Selected text:
◇ ◇ ◇
# 2012 TCR SL Build



## lococarnitas (Sep 10, 2009)

Here's my new build. 
2012 TCR SL 
Giant carbon stem
Easton EC90 Aero
Enve (CycleOps Powertap SL+) 45 Clinchers 
2012 Sram Red Group
Selle Itallia SLR Carbino Flow
Look Keo Blade 

Everything should be here tomorrow except the cranks. Can't wait to compare it to my old 2007 TCR Advanced 2 with Ultegra.


----------



## Corsaire (Jun 2, 2006)

Custom painted by you?


----------



## lococarnitas (Sep 10, 2009)

No, I had it painted. The pictures don't do it justice.


----------



## Diopena1 (Jul 21, 2011)

HULK MAD!!!!!>.. ha ha, nice bike, it definitely stands out!


----------



## blueberry (Nov 29, 2008)

reminds me of a kind of frog.... interesting colour, really.


----------



## Gus90 (Apr 24, 2011)

Tree Frog likes....


----------



## Cinelli 82220 (Dec 2, 2010)

That is great! Reminds me of the old De Kerf mountain bikes in that color.

Please post pics when you put it all together.


----------



## adammyrf (Apr 7, 2012)

That is an awesome paint job


----------



## Guod (Jun 9, 2011)

Absolutely killer. What stem and handlebar are you using?

NM...I was too enthralled with the awesome of the paint job, didn't see you had all that listed!


----------



## lococarnitas (Sep 10, 2009)

Here's the completed bike. Well almost. The saddle has been changed to Fizik Curve. Which I highly recommend. The SLR was way to hard on the bum. The new red sram works beautifully. I love the bike. It has a very solid feeling. The color is hard to capture on camera. Its a lime green with a hint of gold metallic. The Giant and TCR logos are clear carbon. It's definitely different looking.
◇ ◇ ◇
Data rows:

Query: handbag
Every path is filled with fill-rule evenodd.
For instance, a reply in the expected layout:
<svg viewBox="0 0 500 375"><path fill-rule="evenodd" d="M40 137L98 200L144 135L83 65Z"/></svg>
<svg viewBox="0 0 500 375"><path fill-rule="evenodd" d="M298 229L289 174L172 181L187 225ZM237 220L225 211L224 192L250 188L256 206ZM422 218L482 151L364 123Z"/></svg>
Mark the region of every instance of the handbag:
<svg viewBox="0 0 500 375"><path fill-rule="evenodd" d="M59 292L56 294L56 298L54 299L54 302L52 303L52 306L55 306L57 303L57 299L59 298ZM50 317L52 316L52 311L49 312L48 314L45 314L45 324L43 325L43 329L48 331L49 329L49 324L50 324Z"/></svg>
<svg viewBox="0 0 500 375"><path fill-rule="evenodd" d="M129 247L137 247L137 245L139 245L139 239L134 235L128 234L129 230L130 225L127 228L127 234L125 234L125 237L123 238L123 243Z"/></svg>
◇ ◇ ◇
Rewrite the stretch of the bike build thread from "Here's my new" through "2 with Ultegra.", putting "Zipp SL-70 Aero" in place of "Easton EC90 Aero".

Here's my new build. 
2012 TCR SL 
Giant carbon stem
Zipp SL-70 Aero
Enve (CycleOps Powertap SL+) 45 Clinchers 
2012 Sram Red Group
Selle Itallia SLR Carbino Flow
Look Keo Blade 

Everything should be here tomorrow except the cranks. Can't wait to compare it to my old 2007 TCR Advanced 2 with Ultegra.